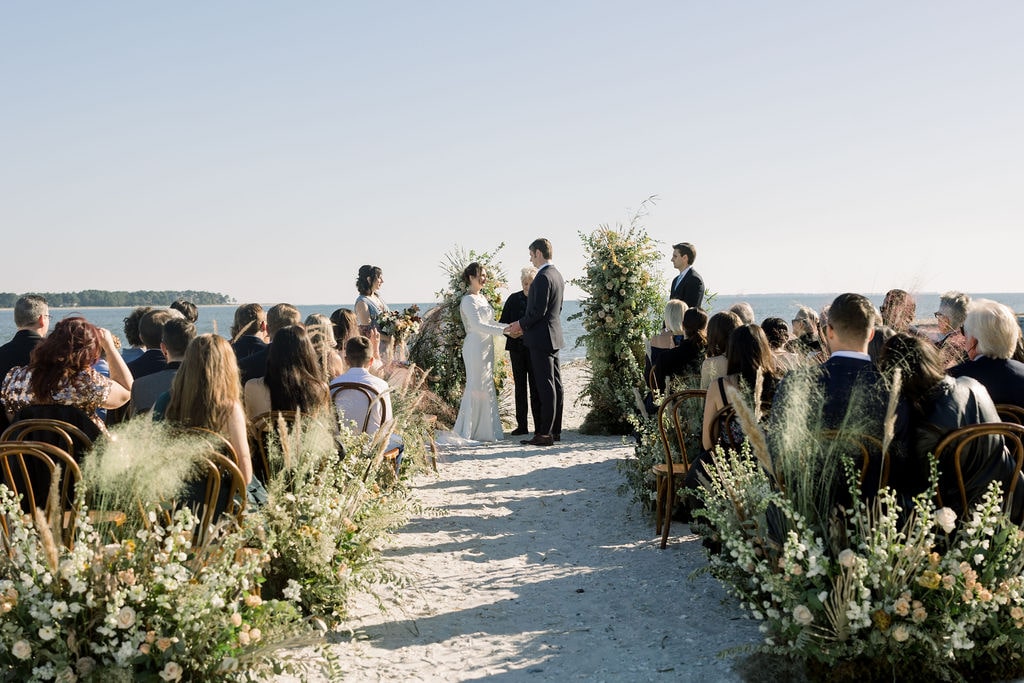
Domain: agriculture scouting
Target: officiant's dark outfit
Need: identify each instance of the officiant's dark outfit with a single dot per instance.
(514, 308)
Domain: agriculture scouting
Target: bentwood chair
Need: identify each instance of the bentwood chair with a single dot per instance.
(680, 422)
(263, 429)
(29, 469)
(952, 447)
(1010, 413)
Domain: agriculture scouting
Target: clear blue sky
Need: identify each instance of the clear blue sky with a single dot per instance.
(267, 150)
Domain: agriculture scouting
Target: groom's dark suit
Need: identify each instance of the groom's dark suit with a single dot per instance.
(542, 333)
(689, 289)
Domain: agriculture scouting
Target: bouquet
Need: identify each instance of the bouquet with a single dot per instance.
(399, 324)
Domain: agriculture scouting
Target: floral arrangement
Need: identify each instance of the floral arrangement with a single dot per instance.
(148, 604)
(399, 324)
(621, 312)
(440, 348)
(878, 592)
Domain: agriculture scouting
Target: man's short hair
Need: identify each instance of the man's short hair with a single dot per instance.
(151, 327)
(994, 326)
(544, 246)
(357, 351)
(687, 250)
(281, 316)
(186, 308)
(249, 317)
(177, 333)
(29, 308)
(852, 316)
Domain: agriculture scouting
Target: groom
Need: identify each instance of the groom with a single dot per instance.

------

● What this task involves
If a line of the listing above contains "Target", pick it out and copy it.

● Task answer
Target: officiant's dark outfit
Target: bentwood chair
Target: clear blue sky
Target: groom's dark suit
Target: bouquet
Target: floral arrangement
Target: man's short hair
Target: groom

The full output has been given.